• [Work instructions] Please reproduce the lines of these records exactly, including every one of them, but leave out the pictures.

(Stored entries)
BEGIN

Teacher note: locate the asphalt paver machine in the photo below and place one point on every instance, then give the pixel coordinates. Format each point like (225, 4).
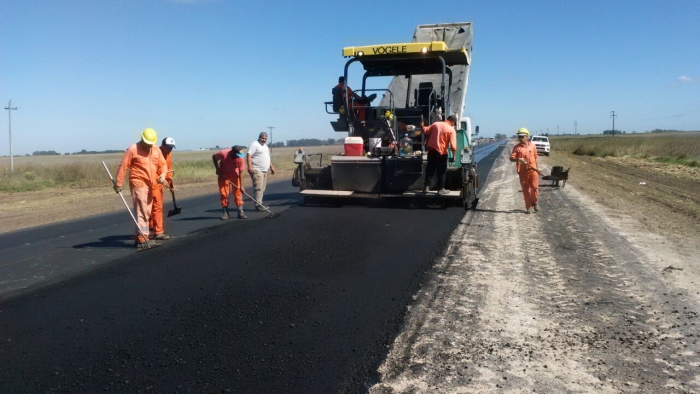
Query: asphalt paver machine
(385, 149)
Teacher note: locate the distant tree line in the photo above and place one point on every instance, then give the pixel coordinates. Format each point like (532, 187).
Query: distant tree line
(91, 152)
(671, 131)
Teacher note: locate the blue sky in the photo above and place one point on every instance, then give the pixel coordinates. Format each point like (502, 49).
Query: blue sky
(91, 74)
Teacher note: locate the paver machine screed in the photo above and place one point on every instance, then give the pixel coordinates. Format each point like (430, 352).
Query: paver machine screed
(385, 148)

END

• [Task output]
Teacher note: locate the asphalt paver machine in the photo below and place one point on every instance, then give the pixel coordinates. Format each point like (225, 4).
Query: asphalt paver machine
(385, 149)
Teacher note: locate the distant tree line in the photo above and place one point on every instance, then give the pixel coordinates. Format each point like (532, 187).
Query: distant tree line
(91, 152)
(671, 131)
Teacher note: locate the blue sky in the photo above and place one point on every instance, then give the pixel coordinates. Format each point like (502, 49).
Query: blue sky
(91, 74)
Teacher note: locate the paver machine screed in the photo above and place one point on every instance, then give the pixel coordinates. Format each point like (430, 352).
Query: paver machine screed
(385, 148)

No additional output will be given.